- **WHAT NEEDS TO BE DONE**
Copy out exactly the lines from the line containing "Query: stone ruin" to the end of the listing.

- **LISTED ENTRIES**
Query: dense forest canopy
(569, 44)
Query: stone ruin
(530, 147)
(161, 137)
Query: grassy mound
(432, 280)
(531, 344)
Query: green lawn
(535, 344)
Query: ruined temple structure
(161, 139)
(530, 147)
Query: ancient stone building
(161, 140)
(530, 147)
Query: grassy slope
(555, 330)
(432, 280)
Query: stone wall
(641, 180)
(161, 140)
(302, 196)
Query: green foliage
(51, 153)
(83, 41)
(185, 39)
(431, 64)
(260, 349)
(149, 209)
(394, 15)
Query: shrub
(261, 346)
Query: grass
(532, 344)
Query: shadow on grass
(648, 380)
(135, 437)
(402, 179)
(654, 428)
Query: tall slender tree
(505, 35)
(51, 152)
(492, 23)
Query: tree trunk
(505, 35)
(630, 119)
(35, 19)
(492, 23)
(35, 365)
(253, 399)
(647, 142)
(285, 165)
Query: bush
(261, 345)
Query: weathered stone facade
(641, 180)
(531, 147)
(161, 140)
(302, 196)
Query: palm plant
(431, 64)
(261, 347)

- **TASK RESPONSE**
Query: stone ruin
(530, 147)
(161, 137)
Query: grassy mound
(432, 280)
(531, 344)
Query: green lawn
(535, 344)
Query: ruined temple structure
(161, 139)
(530, 147)
Query: ancient stone building
(161, 140)
(530, 147)
Query: grassy slope
(555, 330)
(432, 280)
Query: stone wall
(641, 180)
(161, 140)
(302, 196)
Query: green foliage
(51, 153)
(83, 41)
(185, 39)
(431, 64)
(260, 349)
(149, 209)
(394, 15)
Query: shrub
(261, 346)
Query: grass
(532, 344)
Query: shadow on grass
(648, 380)
(135, 437)
(402, 179)
(654, 428)
Query: tall slender tree
(505, 35)
(51, 152)
(492, 23)
Query: tree trunk
(505, 35)
(630, 119)
(35, 19)
(492, 23)
(35, 365)
(253, 399)
(647, 142)
(285, 165)
Query: bush
(261, 345)
Query: weathered stone facade
(641, 180)
(531, 147)
(161, 140)
(302, 196)
Query: palm plant
(431, 64)
(261, 347)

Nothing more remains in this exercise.